Your objective: Set down the entries once more exactly as they were written.

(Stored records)
↓

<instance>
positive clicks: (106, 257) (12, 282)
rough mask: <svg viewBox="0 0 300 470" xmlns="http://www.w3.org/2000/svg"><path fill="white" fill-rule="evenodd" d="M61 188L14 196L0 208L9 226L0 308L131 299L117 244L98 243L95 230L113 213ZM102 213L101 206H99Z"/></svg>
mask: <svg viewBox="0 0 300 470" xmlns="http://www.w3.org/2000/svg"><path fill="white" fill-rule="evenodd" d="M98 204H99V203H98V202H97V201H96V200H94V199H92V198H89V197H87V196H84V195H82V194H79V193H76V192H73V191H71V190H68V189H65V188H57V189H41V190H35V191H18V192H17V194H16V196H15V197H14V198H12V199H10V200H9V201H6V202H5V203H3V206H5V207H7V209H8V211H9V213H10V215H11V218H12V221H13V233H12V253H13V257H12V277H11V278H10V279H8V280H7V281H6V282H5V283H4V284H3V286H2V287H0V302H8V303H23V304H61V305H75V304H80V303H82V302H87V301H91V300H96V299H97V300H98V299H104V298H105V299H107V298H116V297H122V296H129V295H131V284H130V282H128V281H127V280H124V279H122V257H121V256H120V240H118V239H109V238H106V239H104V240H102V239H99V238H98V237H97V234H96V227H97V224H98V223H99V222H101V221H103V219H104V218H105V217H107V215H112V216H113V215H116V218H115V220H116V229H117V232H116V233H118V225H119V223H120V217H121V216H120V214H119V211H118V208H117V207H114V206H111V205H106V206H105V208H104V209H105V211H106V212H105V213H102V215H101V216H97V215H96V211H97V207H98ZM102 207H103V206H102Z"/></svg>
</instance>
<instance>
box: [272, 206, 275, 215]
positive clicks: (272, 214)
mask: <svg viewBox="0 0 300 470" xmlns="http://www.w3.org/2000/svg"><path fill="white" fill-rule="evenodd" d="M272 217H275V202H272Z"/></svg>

↑

Exercise output:
<instance>
positive clicks: (106, 257) (12, 282)
rough mask: <svg viewBox="0 0 300 470" xmlns="http://www.w3.org/2000/svg"><path fill="white" fill-rule="evenodd" d="M61 188L14 196L0 208L9 226L0 308L131 299L117 244L98 243L95 230L113 213ZM102 213L101 206H99Z"/></svg>
mask: <svg viewBox="0 0 300 470" xmlns="http://www.w3.org/2000/svg"><path fill="white" fill-rule="evenodd" d="M98 204H99V203H98V202H97V201H96V200H94V199H92V198H89V197H87V196H84V195H82V194H79V193H76V192H73V191H71V190H68V189H65V188H57V189H41V190H35V191H18V192H17V194H16V196H15V197H14V198H12V199H10V200H9V201H6V202H5V203H3V206H5V207H7V209H8V211H9V213H10V215H11V218H12V221H13V233H12V253H13V257H12V277H11V278H10V279H8V280H7V281H6V282H5V283H4V284H3V286H2V287H0V302H8V303H23V304H61V305H75V304H80V303H82V302H87V301H91V300H96V299H97V300H98V299H104V298H105V299H107V298H116V297H122V296H129V295H131V284H130V282H128V281H127V280H124V279H122V257H121V256H120V240H118V239H109V238H106V239H104V240H102V239H99V238H98V237H97V234H96V227H97V224H98V223H99V222H101V221H103V219H104V218H105V217H107V215H112V216H113V215H116V218H115V220H116V229H117V232H116V233H118V225H119V223H120V217H121V216H120V214H119V211H118V208H117V207H114V206H111V205H106V206H105V208H104V209H105V211H106V212H105V213H102V215H101V216H97V215H96V211H97V207H98ZM102 207H103V206H102Z"/></svg>
</instance>
<instance>
box: [272, 206, 275, 215]
positive clicks: (272, 214)
mask: <svg viewBox="0 0 300 470" xmlns="http://www.w3.org/2000/svg"><path fill="white" fill-rule="evenodd" d="M272 217H275V202H272Z"/></svg>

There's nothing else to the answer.